### Extract to read
6. Observation / Physical Examination

These notes are for use together with the Colley Model.


A physical examination is carried out by a competent professional, with the informed consent of the patient (in line with local policy and national guidelines). The assessing clinician will be either a registered clinician or a qualified Assistant Practitioner or Nursing Associate (Foundation degree) as a minimum qualification. In addition they will have received specific competency based training in bladder and bowel (continence) assessment and will be able to demonstrate they have kept their knowledge and skills up to date. In advance of the assessment, a chaperone must be offered to the patient (male or female).

Included in a physical examination will be:


Visual assessment of the abdomen and genitalia may reveal previous surgery scars, hernia (rupture), a significantly enlarged bladder or pelvic mass, prolapsed rectal mucosa, haemorrhoids, skin conditions for example, psoriasis or lichen sclerosus, skin excoriation and damage and any discharge. In the female patient, organ prolapse, and in the male patient, hydrocele, epispadias or hypospadias (a congenital abnormality in which the urethra opens on the upper or underside of the penis). Record any abnormalities present. Women with urinary incontinence who have a symptomatic prolapse should be referred to a specialist (NICE, 2019).

Saved entries

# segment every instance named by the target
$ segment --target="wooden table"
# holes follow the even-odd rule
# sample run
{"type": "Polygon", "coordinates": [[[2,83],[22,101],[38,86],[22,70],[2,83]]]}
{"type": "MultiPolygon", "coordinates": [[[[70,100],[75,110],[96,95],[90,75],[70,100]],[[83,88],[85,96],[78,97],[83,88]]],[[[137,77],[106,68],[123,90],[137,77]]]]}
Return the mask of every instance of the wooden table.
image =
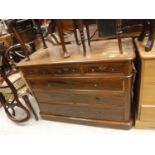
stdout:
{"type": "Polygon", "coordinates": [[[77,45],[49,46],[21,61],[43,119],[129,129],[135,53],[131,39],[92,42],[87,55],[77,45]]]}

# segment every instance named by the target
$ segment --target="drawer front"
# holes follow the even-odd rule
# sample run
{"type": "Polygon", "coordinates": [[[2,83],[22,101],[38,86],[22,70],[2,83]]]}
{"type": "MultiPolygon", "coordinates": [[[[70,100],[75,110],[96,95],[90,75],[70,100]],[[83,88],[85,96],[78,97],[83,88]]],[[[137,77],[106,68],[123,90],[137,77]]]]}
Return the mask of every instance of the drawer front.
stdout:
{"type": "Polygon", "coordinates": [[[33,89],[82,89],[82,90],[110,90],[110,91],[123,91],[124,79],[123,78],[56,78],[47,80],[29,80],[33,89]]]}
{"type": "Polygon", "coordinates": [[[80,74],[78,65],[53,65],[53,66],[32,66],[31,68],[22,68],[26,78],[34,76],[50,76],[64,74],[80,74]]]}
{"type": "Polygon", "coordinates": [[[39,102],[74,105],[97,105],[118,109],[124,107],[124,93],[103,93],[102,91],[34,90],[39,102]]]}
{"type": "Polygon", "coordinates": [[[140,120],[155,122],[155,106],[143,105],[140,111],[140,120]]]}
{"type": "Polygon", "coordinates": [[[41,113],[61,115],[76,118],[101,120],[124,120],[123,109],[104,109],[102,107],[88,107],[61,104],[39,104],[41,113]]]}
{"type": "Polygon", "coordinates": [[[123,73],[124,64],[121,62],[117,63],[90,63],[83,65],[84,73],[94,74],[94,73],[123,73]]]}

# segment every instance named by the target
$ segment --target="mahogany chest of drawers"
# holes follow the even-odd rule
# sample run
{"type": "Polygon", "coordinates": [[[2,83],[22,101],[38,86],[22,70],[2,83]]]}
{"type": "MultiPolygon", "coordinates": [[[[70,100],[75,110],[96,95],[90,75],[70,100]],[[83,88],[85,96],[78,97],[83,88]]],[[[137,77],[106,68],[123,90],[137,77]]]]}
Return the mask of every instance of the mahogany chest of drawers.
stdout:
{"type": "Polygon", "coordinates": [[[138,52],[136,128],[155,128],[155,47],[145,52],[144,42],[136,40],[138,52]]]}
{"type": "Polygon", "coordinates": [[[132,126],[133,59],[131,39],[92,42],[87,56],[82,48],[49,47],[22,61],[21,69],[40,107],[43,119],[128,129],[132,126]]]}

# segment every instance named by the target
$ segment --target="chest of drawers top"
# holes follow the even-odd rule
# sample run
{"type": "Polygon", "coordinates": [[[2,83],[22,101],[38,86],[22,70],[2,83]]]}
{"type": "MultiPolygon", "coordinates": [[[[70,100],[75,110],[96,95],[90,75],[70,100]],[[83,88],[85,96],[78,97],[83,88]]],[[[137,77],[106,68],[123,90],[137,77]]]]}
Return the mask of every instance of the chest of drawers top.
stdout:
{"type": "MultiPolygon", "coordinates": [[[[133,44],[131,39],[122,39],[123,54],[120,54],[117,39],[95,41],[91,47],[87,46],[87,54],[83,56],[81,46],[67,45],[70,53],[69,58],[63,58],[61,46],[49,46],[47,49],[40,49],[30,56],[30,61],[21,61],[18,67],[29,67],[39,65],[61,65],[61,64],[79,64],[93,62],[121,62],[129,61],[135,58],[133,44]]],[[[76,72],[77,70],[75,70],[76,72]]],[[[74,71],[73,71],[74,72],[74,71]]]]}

### Problem A
Set down the part of the physical examination text that opens with the words containing "A physical examination is" and closes with "(male or female).".
### Problem B
Resume the physical examination text after its last sentence and carry it forward in the same clinical register.

### Final answer A
A physical examination is carried out by a competent professional, with the informed consent of the patient (in line with local policy and national guidelines). The assessing clinician will be either a registered clinician or a qualified Assistant Practitioner or Nursing Associate (Foundation degree) as a minimum qualification. In addition they will have received specific competency based training in bladder and bowel (continence) assessment and will be able to demonstrate they have kept their knowledge and skills up to date. In advance of the assessment, a chaperone must be offered to the patient (male or female).

### Final answer B
Safeguarding vulnerable adults: Please note that signs of neglect or abuse might also be found during physical examination and the healthcare professional must know what action they must take if this is suspected or reported to them.



The abdomen will be palpated for any obvious enlarged bladder, pelvic mass, loaded colon and any other abnormalities.



Measuring any urine which remains in the bladder after voiding is an invaluable aid to diagnosis. If the assessor has this option available (i.e., access to a portable bladder scan device and has been trained to undertake this procedure), it can be done here otherwise this test can be considered again under number 12. However, if there is an obvious enlarged bladder, the patient must be referred for further advice and a bladder scan.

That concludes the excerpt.